### Selected extract
>>>

Meanwhile, check out Arun's AMAZING trip report!

 

Judy

 

ADVANCE TRIP SCHEDULE

 

Here's the link to the Advance Trip Schedule:

https://docs.google.com/a/capuchinohighschool.org/spreadsheets/d/1sZidKFnUNhEEZSJUHHsIm_E_YPN8wVk2LqGRBrhfFcE/edit#gid=0

 

 

 

 

 

 

 

PCS Trip Calendar

 

These are required statements.

Note: CST 2087766-40. Registration as a seller of travel does not constitute approval by the State of California.

 

Note: All Sierra Club trips require you to sign a Liability Waiver.

http://www.sierraclub.org/outings/chapter/forms/signinwaiver.pdf

 

April 18: Cartago Peak

Leader: Lisa Barboza

 

June 6-7:  Slide Mountain

Leader: Terry Cline

 

June 27: Mt. Conness

Leader: Terry Cline

 

 

PCS Trip Details

 

 

Cartago Peak, 10,539 ft

Location: East Side of the Sierras

Date: April 18

Rating: Class 2 and 3

Leader: Lisa Barboza: lisa.barboza@gmail.com

 

 

Cartago Peak is rated 4E, for 15 miles and 7000 feet of gain, and is a day hike.  We will rise early to begin our climb. It is CL2, mostly cross country up the steep east side of the mountain. Once the plateau is gained, there is a choice of small rock stacks to climb, one of which is the actual summit of Cartago, which will have some low CL3 climbing. This is a really fun climb: the wildlife is interesting and varied, and we’ll be climbing from High Desert into a Yellow Pine zone. This is typically an early season hike. Bring plenty of water, and a lunch for the summit.

<<<

### Set tasks
**a.** Translate the sentence "This is typically an early season hike." from the trip listing into Spanish.
**b.** According to the trip listing, what is the elevation of Cartago Peak?

### Provided material

>>>

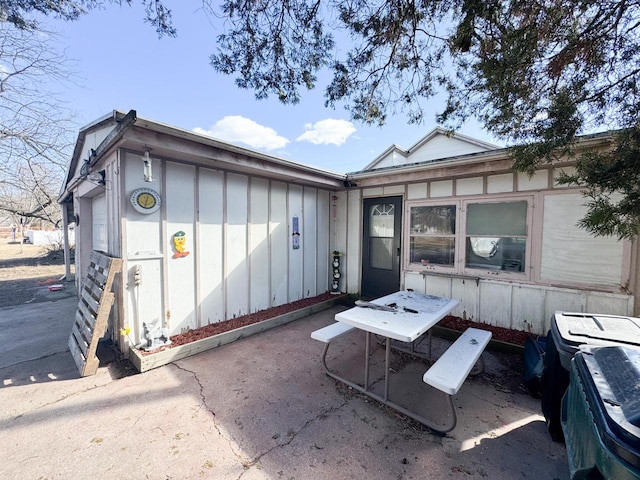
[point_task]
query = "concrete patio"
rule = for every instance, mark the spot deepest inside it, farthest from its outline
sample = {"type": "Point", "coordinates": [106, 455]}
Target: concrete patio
{"type": "Point", "coordinates": [260, 408]}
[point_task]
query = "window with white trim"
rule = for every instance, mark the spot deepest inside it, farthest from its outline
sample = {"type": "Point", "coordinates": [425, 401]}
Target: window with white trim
{"type": "Point", "coordinates": [470, 236]}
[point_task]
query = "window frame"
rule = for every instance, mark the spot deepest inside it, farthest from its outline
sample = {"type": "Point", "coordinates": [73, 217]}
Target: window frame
{"type": "Point", "coordinates": [460, 267]}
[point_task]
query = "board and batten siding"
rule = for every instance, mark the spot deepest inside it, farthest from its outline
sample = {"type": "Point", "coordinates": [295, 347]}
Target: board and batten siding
{"type": "Point", "coordinates": [239, 235]}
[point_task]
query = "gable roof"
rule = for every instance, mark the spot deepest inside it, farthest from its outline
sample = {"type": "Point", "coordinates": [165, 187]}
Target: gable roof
{"type": "Point", "coordinates": [438, 143]}
{"type": "Point", "coordinates": [128, 130]}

<<<

### Solutions to each task
**a.** Esta es normalmente una caminata de principio de temporada.

**b.** 10,539 ft